Express all of the data below as a two-column CSV with the headers input and output. Each row pairs one text with the SVG answer that follows it, each in a single quoted field with line breaks replaced by spaces, and the pictures left out.

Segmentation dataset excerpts
▶

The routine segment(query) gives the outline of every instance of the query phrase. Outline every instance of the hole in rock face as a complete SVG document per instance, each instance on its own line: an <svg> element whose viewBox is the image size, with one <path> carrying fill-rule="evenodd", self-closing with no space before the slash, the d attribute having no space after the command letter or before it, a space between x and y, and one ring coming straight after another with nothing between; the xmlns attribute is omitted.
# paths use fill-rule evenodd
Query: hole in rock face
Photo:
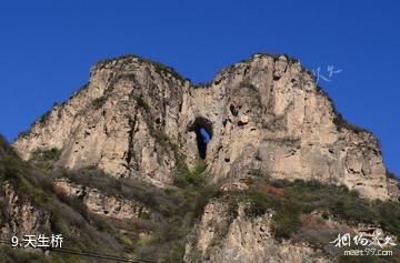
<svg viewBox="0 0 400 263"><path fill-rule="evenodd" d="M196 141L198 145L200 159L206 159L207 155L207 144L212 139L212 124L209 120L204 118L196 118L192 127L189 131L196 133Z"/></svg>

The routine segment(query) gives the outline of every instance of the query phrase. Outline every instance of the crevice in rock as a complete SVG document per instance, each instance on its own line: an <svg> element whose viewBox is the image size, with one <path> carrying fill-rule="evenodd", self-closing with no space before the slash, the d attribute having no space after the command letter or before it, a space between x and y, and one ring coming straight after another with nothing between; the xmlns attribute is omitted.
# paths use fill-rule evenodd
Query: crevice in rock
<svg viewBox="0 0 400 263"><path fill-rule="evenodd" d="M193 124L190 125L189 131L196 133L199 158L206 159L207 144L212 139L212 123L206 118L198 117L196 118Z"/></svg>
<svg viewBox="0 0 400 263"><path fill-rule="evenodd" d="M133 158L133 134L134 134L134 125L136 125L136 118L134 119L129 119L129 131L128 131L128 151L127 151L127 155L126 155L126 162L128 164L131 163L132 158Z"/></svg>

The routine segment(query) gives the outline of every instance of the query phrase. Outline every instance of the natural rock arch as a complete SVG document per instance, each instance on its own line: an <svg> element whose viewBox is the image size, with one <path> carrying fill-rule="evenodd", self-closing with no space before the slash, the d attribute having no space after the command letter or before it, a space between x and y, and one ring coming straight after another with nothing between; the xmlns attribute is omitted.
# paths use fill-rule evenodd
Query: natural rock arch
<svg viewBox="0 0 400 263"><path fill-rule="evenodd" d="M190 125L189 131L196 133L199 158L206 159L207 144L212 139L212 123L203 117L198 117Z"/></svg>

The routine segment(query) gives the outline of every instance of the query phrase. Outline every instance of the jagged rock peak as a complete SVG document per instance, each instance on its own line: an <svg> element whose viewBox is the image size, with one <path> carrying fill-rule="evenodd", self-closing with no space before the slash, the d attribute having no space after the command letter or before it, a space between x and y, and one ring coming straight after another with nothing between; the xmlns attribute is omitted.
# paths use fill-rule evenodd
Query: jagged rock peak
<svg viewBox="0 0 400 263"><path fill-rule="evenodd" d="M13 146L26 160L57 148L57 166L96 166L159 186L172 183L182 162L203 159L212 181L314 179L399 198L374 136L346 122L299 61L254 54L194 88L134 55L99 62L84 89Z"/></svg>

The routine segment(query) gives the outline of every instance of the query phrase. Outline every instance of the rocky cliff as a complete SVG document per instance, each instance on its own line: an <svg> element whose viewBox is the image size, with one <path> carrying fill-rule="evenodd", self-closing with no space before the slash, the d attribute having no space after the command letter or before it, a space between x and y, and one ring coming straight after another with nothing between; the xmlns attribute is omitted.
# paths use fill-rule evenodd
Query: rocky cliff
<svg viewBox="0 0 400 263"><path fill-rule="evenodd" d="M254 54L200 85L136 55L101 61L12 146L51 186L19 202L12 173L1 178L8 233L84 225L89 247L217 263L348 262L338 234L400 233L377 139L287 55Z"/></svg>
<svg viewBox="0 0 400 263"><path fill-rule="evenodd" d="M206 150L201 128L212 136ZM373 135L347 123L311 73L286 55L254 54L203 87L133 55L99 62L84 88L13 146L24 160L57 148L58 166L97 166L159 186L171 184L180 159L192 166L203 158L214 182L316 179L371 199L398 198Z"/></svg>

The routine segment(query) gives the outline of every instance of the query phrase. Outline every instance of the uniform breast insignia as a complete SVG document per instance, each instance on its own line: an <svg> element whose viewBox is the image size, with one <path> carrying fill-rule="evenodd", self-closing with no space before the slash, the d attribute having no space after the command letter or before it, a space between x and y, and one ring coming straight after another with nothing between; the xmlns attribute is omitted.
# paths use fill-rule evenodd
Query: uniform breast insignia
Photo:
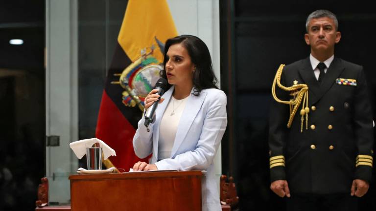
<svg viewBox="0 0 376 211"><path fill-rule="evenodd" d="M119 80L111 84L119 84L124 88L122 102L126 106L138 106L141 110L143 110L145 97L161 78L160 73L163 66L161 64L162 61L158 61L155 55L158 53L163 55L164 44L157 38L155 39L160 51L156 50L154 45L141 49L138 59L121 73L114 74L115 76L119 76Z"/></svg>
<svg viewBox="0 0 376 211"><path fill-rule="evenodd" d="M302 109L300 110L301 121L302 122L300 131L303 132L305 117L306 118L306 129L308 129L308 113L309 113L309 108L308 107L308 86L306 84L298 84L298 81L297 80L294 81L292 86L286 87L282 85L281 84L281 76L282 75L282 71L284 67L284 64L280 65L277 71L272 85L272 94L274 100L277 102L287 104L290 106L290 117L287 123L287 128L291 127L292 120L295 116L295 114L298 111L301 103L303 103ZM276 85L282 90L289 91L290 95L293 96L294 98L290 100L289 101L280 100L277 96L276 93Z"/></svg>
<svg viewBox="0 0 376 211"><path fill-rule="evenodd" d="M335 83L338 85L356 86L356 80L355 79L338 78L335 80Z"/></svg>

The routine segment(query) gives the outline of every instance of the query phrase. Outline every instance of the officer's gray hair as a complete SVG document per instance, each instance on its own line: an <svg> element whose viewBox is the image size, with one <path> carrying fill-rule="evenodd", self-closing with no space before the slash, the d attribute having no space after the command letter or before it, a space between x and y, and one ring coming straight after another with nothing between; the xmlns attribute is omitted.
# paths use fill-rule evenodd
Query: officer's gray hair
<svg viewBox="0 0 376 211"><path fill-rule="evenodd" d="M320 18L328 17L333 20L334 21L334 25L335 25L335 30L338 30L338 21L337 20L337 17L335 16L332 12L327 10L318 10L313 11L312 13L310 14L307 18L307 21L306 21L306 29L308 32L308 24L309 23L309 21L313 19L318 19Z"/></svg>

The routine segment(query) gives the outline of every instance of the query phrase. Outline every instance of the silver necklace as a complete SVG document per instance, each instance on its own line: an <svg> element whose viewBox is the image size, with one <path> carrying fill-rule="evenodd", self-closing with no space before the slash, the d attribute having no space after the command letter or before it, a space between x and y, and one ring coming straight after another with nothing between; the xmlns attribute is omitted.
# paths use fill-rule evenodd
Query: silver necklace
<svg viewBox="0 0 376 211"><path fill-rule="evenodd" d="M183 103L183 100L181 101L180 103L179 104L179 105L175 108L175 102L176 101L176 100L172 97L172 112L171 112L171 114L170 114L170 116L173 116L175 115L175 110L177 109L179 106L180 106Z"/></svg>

◀

→ **Response**:
input,output
"The routine segment(query) gives the outline of every instance of the query phrase. Outline every instance of the hole in rock face as a complete SVG document per instance, each instance on its own line: an <svg> element whose viewBox is the image size, with one <path> carrying fill-rule=""evenodd"", self-closing with no space before the slash, the d attribute having no space after the command letter or before it, a space between x and y, and one ring coming straight after another with nothing between; the xmlns attribute is omitted. # paths use fill-rule evenodd Query: hole in rock face Photo:","<svg viewBox=""0 0 400 263""><path fill-rule=""evenodd"" d=""M196 141L198 145L200 159L206 159L207 155L207 144L212 139L212 124L209 120L204 118L196 118L192 127L189 131L196 133Z""/></svg>"
"The routine segment(query) gives the outline of every instance of the query phrase. Outline every instance of the crevice in rock as a complete SVG document per instance, each instance on its own line: an <svg> element whose viewBox is the image size, with one <path> carrying fill-rule=""evenodd"", self-closing with no space before the slash, the d attribute having no space after the command letter or before it, a space between x and y, and one ring coming straight after another with nothing between; the xmlns attribute is omitted. # paths use fill-rule evenodd Query: crevice in rock","<svg viewBox=""0 0 400 263""><path fill-rule=""evenodd"" d=""M193 124L190 125L189 131L196 133L199 158L206 159L207 144L212 139L212 123L206 118L198 117L196 118Z""/></svg> <svg viewBox=""0 0 400 263""><path fill-rule=""evenodd"" d=""M133 158L133 134L134 134L134 125L136 125L136 118L134 119L129 119L129 131L128 131L128 151L127 151L127 155L126 155L126 162L128 164L131 163L132 158Z""/></svg>"
"The routine segment(query) gives the outline of every instance of the query phrase. Outline every instance of the natural rock arch as a complete SVG document per instance, each instance on its own line: an <svg> element whose viewBox is the image size, with one <path> carrying fill-rule=""evenodd"", self-closing with no space before the slash, the d attribute having no space after the command letter or before it, a space between x and y, and one ring coming straight after another with nothing between; the xmlns attribute is omitted. # paths use fill-rule evenodd Query: natural rock arch","<svg viewBox=""0 0 400 263""><path fill-rule=""evenodd"" d=""M190 125L189 131L196 133L199 158L206 159L207 144L212 139L212 123L203 117L198 117Z""/></svg>"
"The routine segment(query) gives the outline of every instance of the query phrase. Outline every instance of the jagged rock peak as a complete SVG document per instance, each instance on its own line: an <svg> element whose viewBox is the image size, with one <path> carrying fill-rule=""evenodd"", self-closing with no space before the slash, the d attribute having no space after the command letter or before it, a space between x and y, and one ring coming straight after another with nothing between; the xmlns attribute is omitted. # paths use fill-rule evenodd Query: jagged rock peak","<svg viewBox=""0 0 400 263""><path fill-rule=""evenodd"" d=""M13 146L26 160L57 148L57 166L96 166L159 186L172 183L182 162L203 159L212 181L314 179L399 198L374 136L346 122L299 61L254 54L194 88L134 55L99 62L84 89Z""/></svg>"
"The routine segment(query) gives the outline of every instance of the query phrase. Outline every instance of the rocky cliff as a complete SVG document per instance, each instance on its own line: an <svg> element whose viewBox is the image size, with one <path> carrying fill-rule=""evenodd"", self-closing with no space before the slash, the d attribute having no space after the command letter or before it, a space between x and y, and one ring coming straight after another with nothing between; the xmlns attribute is omitted. # paths use fill-rule evenodd Query: rocky cliff","<svg viewBox=""0 0 400 263""><path fill-rule=""evenodd"" d=""M254 54L200 85L136 55L101 61L12 146L51 186L19 202L12 173L1 178L8 233L84 225L89 247L217 263L348 262L338 234L400 233L377 139L287 55Z""/></svg> <svg viewBox=""0 0 400 263""><path fill-rule=""evenodd"" d=""M206 150L201 128L212 136ZM373 135L347 123L311 73L286 55L254 54L203 87L133 55L99 62L84 88L13 146L24 160L57 148L58 166L97 166L159 186L171 184L180 159L192 166L203 158L214 182L316 179L371 199L398 198Z""/></svg>"
"The routine segment(query) gives the outline of every instance of the query phrase. Outline every instance of the uniform breast insignia as a complete SVG document per instance, each instance on its own line: an <svg> element whose viewBox is the image size, with one <path> carrying fill-rule=""evenodd"", self-closing with no space before the slash, the d attribute having no space after the command letter or before it, a space between x and y, and one ring coming straight after another with nothing between; the xmlns attribute is omitted. # paths use fill-rule evenodd Query: uniform breast insignia Photo:","<svg viewBox=""0 0 376 211""><path fill-rule=""evenodd"" d=""M119 80L111 84L119 84L124 88L122 102L126 106L138 106L141 110L143 110L145 97L161 78L160 73L163 66L161 64L162 61L158 61L155 55L158 53L163 55L164 44L157 38L155 39L160 51L156 50L154 45L141 49L138 59L121 73L114 74L115 76L119 76Z""/></svg> <svg viewBox=""0 0 376 211""><path fill-rule=""evenodd"" d=""M302 109L300 110L301 121L302 122L300 131L303 132L305 117L306 118L306 129L308 129L308 113L309 113L309 108L308 107L308 86L306 84L298 84L298 81L297 80L294 81L292 86L286 87L282 85L281 84L281 76L282 75L282 71L284 67L284 64L280 65L277 71L272 85L272 94L274 100L277 102L287 104L290 106L290 117L287 123L287 128L291 127L292 120L295 116L295 114L298 111L301 103L303 103ZM276 85L282 90L289 91L290 95L293 96L294 98L290 100L289 101L280 100L277 96L276 93Z""/></svg> <svg viewBox=""0 0 376 211""><path fill-rule=""evenodd"" d=""M335 83L338 85L356 86L356 80L355 79L338 78L335 80Z""/></svg>"
"The routine segment(query) gives the outline of every instance of the query phrase. Outline every instance of the officer's gray hair as a complete SVG document per instance, each instance on its own line: an <svg> element whose viewBox is the image size, with one <path> carrying fill-rule=""evenodd"", self-closing with no space before the slash, the d attribute having no space after the command letter or before it, a space between x and y, and one ring coming straight after another with nothing between; the xmlns attribute is omitted. # paths use fill-rule evenodd Query: officer's gray hair","<svg viewBox=""0 0 376 211""><path fill-rule=""evenodd"" d=""M320 18L328 17L333 20L334 21L334 25L335 25L335 30L338 30L338 21L337 20L337 17L335 16L332 12L327 10L318 10L313 11L312 13L310 14L307 18L307 21L306 21L306 29L308 32L308 24L309 23L309 21L313 19L318 19Z""/></svg>"
"The routine segment(query) gives the outline of every instance of the query phrase. Outline every instance of the silver necklace as a complete SVG document per instance, each instance on its own line: an <svg> element whose viewBox is the image size, with one <path> carrying fill-rule=""evenodd"", self-closing with no space before the slash, the d attribute having no space after the command letter or before it, a space between x and y, and one ring coming straight after another with nothing between; the xmlns attribute is omitted. # paths use fill-rule evenodd Query: silver necklace","<svg viewBox=""0 0 376 211""><path fill-rule=""evenodd"" d=""M183 103L183 100L181 101L180 103L179 104L179 105L175 108L175 102L176 101L176 100L172 97L172 112L171 112L171 114L170 114L170 116L173 116L175 115L175 110L177 109L179 106L180 106Z""/></svg>"